> **阅读材料**
========

在这个模型中,Hamiltonian Monte Carlo 采样对于超参数推断是快速和有效的 (Neal 1997)。如果后验密度函数在超参数方面高度集中,则 Stan 实现可以在几秒钟内拟合包含数百个数据点的模型。

Latent variable GP

潜变量高斯过程

We can also explicitly code the latent variable formulation of a GP in Stan. This will be useful for when the outcome is not normal. We’ll need to add a small positive term, \(\delta\) to the diagonal of the covariance matrix in order to ensure that our covariance matrix remains positive definite.

我们也可以在 Stan 中显式编写高斯过程的潜变量形式,这在处理非正态数据时非常有用。我们需要在协方差矩阵的对角线上添加一个小的正数项 \(\delta\),以确保我们的协方差矩阵始终是正定的。

data {
  int<lower=1> N;
  array[N] real x;
  vector[N] y;
}
transformed data {
  real delta = 1e-9;
}
parameters {
  real<lower=0> rho;
  real<lower=0> alpha;
  real<lower=0> sigma;
  vector[N] eta;
}
model {
  vector[N] f;
  {
    matrix[N, N] L_K;
    matrix[N, N] K = gp_exp_quad_cov(x, alpha, rho);

    // diagonal elements
    for (n in 1:N) {
      K[n, n] = K[n, n] + delta;
    }

    L_K = cholesky_decompose(K);
    f = L_K * eta;
  }

  rho ~ inv_gamma(5, 5);
  alpha ~ std_normal();
  sigma ~ std_normal();
  eta ~ std_normal();

  y ~ normal(f, sigma);
}

Two differences between the latent variable GP and the marginal likelihood GP are worth noting. The first is that we have augmented our parameter block with a new parameter vector of length \(N\) called eta. This is used in the model block to generate a multivariate normal vector called \(f\), corresponding to the latent GP. We put a \(\textsf{normal}(0,1)\) prior on eta like we did in the Cholesky-parameterized GP in the simulation section. The second difference is that although we could code the distribution statement for \(y\) with one \(N\)-dimensional multivariate normal with an identity covariance matrix multiplied by \(\sigma^2\), we instead use vectorized univariate normal distribution, which is equivalent but more efficient to use.

潜变量高斯过程和边际似然高斯过程之间有两个差异值得注意。首先,“parameter”块中增加了一个长度为 \(N\) 的新参数向量 eta,它用于在“model”块中生成对应于潜在高斯过程的多元正态向量 \(f\)。我们对 eta 使用 \(\textsf{normal}(0,1)\) 先验,就像在模拟章节中对基于 Cholesky 分解的高斯过程所做的那样。第二个区别是,虽然我们可以利用一个 \(N\) 维多元正态分布来编码 \(y\) 的分布,其中协方差是单位阵乘以 \(\sigma^2\),但现在我们使用向量化的一元正态分布,这两种形式等价,但后者更高效。

========

> **任务 1**
根据上面的高斯过程材料回答:
(a) 为确保协方差矩阵保持正定,要在其对角线上添加什么?
(b) 参数块中新增的参数向量 eta 长度是多少?
(c) 对 y 的分布,文中最终采用的是哪种分布?

========

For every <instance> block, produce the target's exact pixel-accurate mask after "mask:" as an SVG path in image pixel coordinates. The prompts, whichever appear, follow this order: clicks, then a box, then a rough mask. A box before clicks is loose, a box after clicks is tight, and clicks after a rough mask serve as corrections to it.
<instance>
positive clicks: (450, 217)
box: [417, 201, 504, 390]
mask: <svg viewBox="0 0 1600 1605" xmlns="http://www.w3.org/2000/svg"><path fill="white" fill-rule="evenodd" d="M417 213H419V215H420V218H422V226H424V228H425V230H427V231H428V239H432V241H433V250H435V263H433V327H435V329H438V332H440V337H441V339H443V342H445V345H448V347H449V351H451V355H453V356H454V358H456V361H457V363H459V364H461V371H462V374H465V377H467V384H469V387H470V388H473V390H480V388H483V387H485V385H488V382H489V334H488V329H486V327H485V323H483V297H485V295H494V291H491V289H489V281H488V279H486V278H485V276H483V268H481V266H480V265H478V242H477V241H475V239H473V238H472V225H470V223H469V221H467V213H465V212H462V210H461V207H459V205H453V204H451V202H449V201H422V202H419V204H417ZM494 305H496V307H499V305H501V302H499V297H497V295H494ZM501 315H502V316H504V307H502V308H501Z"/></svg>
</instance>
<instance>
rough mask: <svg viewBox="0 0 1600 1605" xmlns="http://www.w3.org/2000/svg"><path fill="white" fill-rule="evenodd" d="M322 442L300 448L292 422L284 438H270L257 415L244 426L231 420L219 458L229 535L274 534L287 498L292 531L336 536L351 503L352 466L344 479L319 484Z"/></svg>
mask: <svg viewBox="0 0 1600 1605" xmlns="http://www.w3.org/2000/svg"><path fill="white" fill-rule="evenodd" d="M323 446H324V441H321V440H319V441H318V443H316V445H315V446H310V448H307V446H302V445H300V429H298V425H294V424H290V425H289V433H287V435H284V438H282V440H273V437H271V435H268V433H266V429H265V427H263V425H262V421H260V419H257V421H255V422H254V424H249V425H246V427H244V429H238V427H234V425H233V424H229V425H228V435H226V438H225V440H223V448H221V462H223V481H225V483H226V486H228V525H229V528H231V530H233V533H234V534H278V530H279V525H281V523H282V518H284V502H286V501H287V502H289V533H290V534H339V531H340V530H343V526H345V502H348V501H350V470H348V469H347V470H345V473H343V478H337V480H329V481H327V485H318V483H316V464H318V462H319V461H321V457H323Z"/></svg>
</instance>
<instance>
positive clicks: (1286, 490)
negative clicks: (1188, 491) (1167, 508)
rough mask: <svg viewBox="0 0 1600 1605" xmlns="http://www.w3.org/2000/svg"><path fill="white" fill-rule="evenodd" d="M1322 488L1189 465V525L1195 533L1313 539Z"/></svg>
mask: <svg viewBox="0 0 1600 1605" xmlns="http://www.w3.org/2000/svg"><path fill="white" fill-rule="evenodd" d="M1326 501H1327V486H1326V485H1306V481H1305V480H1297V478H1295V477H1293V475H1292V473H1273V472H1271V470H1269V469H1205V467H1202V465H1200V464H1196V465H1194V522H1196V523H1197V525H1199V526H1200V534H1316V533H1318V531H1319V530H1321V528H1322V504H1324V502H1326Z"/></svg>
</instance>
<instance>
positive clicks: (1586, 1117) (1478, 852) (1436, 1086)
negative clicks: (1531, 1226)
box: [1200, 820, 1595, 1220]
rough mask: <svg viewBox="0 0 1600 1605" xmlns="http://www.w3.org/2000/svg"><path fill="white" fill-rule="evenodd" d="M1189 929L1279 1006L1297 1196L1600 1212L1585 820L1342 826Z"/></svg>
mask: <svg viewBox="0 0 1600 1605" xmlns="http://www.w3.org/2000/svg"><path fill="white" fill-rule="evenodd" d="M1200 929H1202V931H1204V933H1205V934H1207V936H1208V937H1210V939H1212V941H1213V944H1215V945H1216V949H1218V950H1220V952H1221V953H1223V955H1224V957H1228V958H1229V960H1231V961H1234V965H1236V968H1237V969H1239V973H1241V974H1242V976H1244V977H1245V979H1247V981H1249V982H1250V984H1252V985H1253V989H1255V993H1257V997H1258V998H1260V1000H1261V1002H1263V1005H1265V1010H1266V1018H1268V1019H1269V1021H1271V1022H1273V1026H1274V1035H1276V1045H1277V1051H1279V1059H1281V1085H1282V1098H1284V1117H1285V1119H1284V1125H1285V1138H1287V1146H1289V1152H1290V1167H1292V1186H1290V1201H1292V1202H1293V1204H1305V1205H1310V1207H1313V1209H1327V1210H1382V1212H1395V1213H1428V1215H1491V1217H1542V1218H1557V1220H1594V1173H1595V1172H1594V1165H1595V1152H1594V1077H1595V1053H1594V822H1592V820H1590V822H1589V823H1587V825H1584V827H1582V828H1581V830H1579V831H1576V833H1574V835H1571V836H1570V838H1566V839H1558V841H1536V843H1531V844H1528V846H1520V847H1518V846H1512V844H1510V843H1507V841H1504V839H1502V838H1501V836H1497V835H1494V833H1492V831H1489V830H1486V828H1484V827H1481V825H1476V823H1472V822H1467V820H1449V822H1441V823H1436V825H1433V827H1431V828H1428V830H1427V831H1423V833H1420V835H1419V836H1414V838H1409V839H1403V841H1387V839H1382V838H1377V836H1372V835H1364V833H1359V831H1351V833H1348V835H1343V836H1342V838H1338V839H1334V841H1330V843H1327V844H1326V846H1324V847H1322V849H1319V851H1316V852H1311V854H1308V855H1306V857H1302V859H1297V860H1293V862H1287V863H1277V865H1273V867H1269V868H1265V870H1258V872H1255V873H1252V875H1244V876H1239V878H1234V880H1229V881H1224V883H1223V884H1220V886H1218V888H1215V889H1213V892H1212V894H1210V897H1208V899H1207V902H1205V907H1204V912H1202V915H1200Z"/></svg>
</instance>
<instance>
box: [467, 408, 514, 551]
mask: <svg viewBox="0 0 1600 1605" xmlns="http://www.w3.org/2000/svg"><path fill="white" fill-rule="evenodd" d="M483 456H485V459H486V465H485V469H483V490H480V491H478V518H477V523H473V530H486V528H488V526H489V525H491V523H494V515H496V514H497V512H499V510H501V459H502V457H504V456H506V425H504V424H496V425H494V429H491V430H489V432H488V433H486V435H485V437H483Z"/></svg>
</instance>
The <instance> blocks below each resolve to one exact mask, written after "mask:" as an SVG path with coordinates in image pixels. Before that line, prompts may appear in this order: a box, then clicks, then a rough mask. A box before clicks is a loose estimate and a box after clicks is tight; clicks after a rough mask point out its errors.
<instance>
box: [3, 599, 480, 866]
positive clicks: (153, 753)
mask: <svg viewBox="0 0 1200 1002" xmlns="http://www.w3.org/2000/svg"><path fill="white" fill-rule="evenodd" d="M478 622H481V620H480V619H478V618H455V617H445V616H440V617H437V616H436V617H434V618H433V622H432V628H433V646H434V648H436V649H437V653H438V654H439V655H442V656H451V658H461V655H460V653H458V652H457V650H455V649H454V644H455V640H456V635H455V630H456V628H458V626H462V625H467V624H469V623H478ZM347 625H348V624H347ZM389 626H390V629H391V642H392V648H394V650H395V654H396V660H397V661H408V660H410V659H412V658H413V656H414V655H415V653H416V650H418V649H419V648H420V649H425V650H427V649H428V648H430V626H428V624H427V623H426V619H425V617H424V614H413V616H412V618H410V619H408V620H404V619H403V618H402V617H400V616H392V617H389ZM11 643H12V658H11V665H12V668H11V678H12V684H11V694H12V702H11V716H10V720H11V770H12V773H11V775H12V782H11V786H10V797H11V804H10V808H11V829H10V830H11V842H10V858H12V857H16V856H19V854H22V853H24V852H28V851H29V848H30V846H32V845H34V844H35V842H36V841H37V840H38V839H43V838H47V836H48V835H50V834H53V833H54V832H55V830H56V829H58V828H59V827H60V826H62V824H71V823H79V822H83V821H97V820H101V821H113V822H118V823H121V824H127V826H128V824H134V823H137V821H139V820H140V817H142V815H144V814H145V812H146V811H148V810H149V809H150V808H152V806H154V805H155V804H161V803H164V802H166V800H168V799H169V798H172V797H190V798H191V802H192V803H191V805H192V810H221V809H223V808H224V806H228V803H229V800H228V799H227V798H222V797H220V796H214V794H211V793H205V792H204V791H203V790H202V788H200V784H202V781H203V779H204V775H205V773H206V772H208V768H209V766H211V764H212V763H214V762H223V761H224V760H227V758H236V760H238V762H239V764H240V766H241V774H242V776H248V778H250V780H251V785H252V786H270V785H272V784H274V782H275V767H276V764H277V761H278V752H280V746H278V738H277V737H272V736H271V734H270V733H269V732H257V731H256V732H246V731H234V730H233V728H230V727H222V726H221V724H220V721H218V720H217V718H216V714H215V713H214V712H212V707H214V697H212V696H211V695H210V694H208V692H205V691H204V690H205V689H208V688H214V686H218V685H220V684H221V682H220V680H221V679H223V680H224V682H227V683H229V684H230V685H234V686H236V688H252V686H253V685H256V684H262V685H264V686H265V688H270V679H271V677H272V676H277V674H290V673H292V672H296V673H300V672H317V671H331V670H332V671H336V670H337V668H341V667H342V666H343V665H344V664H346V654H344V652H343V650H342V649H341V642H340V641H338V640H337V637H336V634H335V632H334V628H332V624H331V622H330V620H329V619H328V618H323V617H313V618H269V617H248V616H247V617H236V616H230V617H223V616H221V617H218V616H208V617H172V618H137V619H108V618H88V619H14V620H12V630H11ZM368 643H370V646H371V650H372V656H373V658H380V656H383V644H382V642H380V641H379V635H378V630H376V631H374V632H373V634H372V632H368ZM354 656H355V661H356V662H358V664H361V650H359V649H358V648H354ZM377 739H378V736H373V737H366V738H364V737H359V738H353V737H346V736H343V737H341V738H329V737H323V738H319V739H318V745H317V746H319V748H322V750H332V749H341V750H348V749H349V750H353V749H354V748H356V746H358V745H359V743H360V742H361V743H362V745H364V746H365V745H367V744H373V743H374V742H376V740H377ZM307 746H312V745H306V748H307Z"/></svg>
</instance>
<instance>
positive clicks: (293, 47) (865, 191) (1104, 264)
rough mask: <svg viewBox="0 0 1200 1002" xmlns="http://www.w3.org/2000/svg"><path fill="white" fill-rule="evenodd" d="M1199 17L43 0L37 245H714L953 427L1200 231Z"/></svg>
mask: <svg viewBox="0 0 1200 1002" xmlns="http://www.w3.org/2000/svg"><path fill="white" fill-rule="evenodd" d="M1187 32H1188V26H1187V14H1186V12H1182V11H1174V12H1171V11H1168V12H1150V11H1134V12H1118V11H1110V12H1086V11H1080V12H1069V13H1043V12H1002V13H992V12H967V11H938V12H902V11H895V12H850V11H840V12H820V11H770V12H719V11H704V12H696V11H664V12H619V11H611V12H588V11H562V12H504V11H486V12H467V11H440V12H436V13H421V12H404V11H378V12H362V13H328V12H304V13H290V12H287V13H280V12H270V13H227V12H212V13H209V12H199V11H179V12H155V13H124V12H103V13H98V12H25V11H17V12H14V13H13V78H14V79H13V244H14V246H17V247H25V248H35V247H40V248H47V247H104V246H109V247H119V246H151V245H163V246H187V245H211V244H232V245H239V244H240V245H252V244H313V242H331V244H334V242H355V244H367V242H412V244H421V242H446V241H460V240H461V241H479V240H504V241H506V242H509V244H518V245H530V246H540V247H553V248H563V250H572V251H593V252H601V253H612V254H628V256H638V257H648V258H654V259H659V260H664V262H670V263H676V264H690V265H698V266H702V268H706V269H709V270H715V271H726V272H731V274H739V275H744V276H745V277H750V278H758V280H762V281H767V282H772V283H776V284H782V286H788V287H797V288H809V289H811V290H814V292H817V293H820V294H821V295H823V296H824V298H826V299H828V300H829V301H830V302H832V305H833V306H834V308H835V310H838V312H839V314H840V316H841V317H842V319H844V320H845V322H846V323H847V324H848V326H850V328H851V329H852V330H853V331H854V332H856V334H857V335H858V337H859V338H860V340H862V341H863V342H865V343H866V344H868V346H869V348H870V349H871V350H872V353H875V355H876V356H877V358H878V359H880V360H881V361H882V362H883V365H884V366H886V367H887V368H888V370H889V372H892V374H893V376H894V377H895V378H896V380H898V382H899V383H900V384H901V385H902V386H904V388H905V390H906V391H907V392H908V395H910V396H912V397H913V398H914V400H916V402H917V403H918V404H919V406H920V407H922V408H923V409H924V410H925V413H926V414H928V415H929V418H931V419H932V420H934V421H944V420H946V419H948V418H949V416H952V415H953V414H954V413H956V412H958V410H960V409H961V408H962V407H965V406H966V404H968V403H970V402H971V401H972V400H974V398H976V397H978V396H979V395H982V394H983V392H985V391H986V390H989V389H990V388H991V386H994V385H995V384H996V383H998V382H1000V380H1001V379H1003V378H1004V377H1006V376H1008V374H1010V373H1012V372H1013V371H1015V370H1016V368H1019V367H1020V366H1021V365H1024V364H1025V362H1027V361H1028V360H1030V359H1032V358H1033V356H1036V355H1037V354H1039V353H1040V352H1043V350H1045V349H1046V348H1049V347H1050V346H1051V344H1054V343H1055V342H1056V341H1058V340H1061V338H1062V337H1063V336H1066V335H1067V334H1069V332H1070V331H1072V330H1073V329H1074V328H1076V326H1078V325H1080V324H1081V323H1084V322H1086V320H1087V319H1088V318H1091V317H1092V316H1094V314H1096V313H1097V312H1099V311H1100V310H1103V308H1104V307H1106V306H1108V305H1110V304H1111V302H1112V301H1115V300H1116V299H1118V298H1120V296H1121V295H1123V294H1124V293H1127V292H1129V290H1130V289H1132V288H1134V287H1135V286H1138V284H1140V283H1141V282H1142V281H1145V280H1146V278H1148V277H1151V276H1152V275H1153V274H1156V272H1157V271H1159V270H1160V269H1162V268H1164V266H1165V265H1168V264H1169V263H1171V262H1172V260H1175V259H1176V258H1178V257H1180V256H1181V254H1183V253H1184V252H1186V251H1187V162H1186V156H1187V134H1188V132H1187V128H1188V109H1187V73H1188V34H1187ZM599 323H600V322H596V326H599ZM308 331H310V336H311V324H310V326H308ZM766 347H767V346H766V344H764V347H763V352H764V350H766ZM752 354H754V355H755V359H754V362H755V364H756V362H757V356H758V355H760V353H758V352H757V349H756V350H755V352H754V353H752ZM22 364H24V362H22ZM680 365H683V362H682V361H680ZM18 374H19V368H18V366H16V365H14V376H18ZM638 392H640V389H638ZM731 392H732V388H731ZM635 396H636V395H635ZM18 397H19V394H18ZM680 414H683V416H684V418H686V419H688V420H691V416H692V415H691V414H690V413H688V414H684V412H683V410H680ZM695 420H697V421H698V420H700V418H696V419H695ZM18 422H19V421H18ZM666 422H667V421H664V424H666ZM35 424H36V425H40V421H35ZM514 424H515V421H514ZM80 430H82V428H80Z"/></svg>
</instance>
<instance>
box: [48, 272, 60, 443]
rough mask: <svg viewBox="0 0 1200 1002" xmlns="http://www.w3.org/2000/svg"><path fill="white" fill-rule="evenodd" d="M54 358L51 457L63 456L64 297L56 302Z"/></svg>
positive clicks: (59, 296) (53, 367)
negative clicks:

========

> **任务 2**
改写记录中从开头起到包含“box: [417, 201, 504, 390]”的那一行为止的各行(含首尾两行),把其中的“rough mask”换成“coarse mask”,其余内容保持不变。只输出这些行。

> **参考答案 1**
(a) 一个小的正数项 δ。
(b) 长度为 N。
(c) 向量化的一元正态分布。

> **参考答案 2**
For every <instance> block, produce the target's exact pixel-accurate mask after "mask:" as an SVG path in image pixel coordinates. The prompts, whichever appear, follow this order: clicks, then a box, then a coarse mask. A box before clicks is loose, a box after clicks is tight, and clicks after a coarse mask serve as corrections to it.
<instance>
positive clicks: (450, 217)
box: [417, 201, 504, 390]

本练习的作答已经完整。